'''
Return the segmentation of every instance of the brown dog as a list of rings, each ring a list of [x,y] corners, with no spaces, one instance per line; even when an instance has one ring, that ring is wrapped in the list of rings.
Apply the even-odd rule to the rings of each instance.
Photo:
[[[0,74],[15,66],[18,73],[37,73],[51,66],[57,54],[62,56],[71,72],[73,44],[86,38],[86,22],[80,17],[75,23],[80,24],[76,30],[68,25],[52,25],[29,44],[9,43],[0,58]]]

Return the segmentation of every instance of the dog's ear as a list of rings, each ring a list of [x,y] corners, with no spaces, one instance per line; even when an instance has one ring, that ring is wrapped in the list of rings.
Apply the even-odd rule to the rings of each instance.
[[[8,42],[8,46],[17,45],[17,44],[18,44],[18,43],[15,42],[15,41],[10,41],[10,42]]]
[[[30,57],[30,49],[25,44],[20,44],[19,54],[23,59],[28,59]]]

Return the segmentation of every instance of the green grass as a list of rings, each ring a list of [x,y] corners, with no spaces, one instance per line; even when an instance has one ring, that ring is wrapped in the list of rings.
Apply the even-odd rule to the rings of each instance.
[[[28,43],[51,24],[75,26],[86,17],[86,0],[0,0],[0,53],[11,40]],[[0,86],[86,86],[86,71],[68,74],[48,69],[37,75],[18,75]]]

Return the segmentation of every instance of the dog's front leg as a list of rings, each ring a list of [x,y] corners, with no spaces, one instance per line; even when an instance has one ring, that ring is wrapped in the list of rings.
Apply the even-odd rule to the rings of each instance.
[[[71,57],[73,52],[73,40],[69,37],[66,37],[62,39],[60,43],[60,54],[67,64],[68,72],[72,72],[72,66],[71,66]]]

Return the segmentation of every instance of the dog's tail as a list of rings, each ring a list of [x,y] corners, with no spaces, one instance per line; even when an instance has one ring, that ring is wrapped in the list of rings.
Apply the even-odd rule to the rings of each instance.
'''
● **TASK BRIEF**: From the records above, copy each line that contains the word "when".

● **RESULT OF THE EXERCISE**:
Return the segmentation of every instance of the brown dog as a list of rings, each ring a list of [x,y] corners, with no spaces, one instance per line; even when an instance has one ring, that ring is wrapped in the list of rings.
Return the segmentation of every instance of the dog's ear as a list of rings, each ring a list of [x,y] corners, with no spaces, one instance per line; even when an instance has one ring, that ring is wrapped in the list of rings.
Return the segmentation of every instance of the green grass as a list of rings, each ring a list of [x,y] corners, with no spaces, one instance per line; even when an instance has one ring, that ring is wrapped in the list of rings.
Return the segmentation of every instance of the dog's front leg as a list of rings, each ring a list of [x,y] corners, with no spaces, one instance per line; even when an instance has one ring, that ring is wrapped in the list of rings.
Return the segmentation of every instance of the dog's tail as a list of rings, each ring a list of [x,y] corners, with no spaces, one instance per line; even when an instance has one ring, that ring is wrapped in the list of rings.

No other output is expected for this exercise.